### [ОТРЫВОК]
• • •

Он почти не обращается к современности — в беллетристике его интересуют в основном 1980-е — начало 1990-х, в нон-фикшн — Гражданская война.
Главный герой его творчества — барон Роман Унгерн, которым Юзефович заинтересовался в начале 1970-х, во время армейской службы в Забайкалье. С тех пор им написано несколько книг о бароне и его Азиатской конной дивизии.
Казалось бы, об Унгерне, его предках, об офицерах дивизии он знает все, а новые факты может тихонько включать в книги при переиздании, ошибки без шума исправлять. Но…
Недавно в АСТ («Редакция Елены Шубиной») вышел сборник Леонида Юзефовича «Маяк на Хийумаа». Он поделен на две части: «Тени и люди» и «Рассказы разных лет».
В рассказах второй части Юзефович предстает автором-демиургом, автором-богом, которому одновременно ведомы мысли всех персонажей, который мгновенно переключается с одного героя на другого. Это черта, свойственная русской прозе XIX века. Сегодня же мы читаем в основном прозу, четко разбитую на повествовательные линии — вот линия одного героя, вот линия другого, иногда третьего и четвертого. Линии отделены, как правило, главками или хотя бы отбивкой. У Юзефовича линии перемешаны, туго сплетены, но сделано это в рассказах «Бабочка», «Гроза», «Колокольчик», по моему мнению, виртуозно.
В первой же части — «Тени и люди» — вещи совсем другие. По ощущениям, это настоящий нон-фикшн, причем предельный, для любого писателя рискованный: впускать в свой рабочий кабинет, демонстрировать творческую лабораторию, ошибки и слабости наш брат боится и предпочитает — если уж нет сил носить в себе — рассказать через придуманного персонажа, свалить груз на него.

• • •

### [ИЗВЛЕЧЁННЫЕ ДАННЫЕ]
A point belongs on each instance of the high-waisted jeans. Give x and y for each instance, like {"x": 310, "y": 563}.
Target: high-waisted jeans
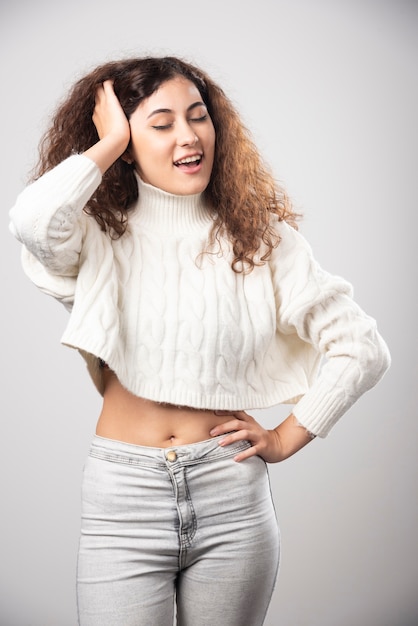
{"x": 185, "y": 525}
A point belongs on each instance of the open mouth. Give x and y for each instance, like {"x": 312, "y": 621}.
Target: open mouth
{"x": 189, "y": 161}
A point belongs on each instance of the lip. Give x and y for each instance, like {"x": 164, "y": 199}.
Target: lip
{"x": 188, "y": 156}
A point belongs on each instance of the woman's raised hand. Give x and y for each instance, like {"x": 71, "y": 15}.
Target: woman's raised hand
{"x": 112, "y": 127}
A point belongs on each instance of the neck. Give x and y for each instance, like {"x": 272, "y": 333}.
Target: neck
{"x": 168, "y": 213}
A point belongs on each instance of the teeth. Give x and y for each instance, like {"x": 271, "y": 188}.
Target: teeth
{"x": 188, "y": 160}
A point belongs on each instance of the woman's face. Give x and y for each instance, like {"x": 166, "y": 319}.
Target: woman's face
{"x": 173, "y": 139}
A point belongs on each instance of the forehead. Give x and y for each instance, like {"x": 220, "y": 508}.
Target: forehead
{"x": 173, "y": 94}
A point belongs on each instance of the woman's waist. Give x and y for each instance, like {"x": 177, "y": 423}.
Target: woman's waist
{"x": 129, "y": 418}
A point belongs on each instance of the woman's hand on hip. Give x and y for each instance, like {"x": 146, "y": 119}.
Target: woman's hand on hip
{"x": 241, "y": 427}
{"x": 271, "y": 445}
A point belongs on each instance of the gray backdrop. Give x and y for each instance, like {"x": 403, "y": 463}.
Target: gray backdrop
{"x": 329, "y": 90}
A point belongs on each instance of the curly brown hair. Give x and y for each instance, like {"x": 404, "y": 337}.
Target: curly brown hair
{"x": 242, "y": 191}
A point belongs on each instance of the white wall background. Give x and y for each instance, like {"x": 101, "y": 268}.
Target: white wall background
{"x": 329, "y": 89}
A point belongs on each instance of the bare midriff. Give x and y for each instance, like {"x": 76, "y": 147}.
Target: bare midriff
{"x": 128, "y": 418}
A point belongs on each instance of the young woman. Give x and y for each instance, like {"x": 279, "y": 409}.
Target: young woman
{"x": 193, "y": 300}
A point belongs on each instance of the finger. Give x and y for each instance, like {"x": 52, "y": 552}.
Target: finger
{"x": 226, "y": 427}
{"x": 245, "y": 454}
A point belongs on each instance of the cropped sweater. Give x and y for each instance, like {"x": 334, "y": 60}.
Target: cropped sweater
{"x": 181, "y": 327}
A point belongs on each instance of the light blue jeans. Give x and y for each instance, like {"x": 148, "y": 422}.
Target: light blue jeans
{"x": 185, "y": 526}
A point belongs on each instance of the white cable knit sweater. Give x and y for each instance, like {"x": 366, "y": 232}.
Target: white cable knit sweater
{"x": 185, "y": 329}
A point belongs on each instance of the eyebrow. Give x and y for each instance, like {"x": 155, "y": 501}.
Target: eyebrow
{"x": 189, "y": 108}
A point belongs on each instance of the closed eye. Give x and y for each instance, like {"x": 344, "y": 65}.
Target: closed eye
{"x": 162, "y": 127}
{"x": 203, "y": 118}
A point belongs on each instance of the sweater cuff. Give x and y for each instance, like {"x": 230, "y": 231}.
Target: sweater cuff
{"x": 320, "y": 408}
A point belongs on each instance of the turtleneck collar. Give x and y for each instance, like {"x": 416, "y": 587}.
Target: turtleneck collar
{"x": 168, "y": 213}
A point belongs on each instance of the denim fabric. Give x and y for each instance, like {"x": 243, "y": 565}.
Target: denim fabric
{"x": 185, "y": 526}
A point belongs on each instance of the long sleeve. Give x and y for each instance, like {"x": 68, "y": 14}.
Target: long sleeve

• • •

### [ЗАДАНИЯ]
(A) Перечислите рассказы, которые в тексте о сборнике Леонида Юзефовича названы написанными виртуозно.
(B) Подхватите текст о сборнике Леонида Юзефовича и продолжите его с места, где он заканчивается.

### [ОТВЕТЫ К ЗАДАНИЯМ]
(A) «Бабочка», «Гроза», «Колокольчик».

(B)
Юзефович, видимо, из-за своей интеллигентности решил рассказать напрямую, во всех рассказах поставить твердое «я», без такого любимого писателями приема-защиты: автор и повествователь — не одно и то же. У Леонида Юзефовича автор и повествователь слиты в одно. Намеренно и демонстративно.
Во всех пяти рассказах «Теней и людей» речь идет о том как к нему, автору, являются тени персонажей его документальных книг или потомки персонажей и требуют справедливости, просят об оправдании, понимании.
Центральным я считаю рассказ «Полковник Казагранди и его внук», действие которого растянулось на два с лишним десятилетия. Вернее, это несколько дней, связанных с персонажами книги Юзефовича «Самодержец пустыни».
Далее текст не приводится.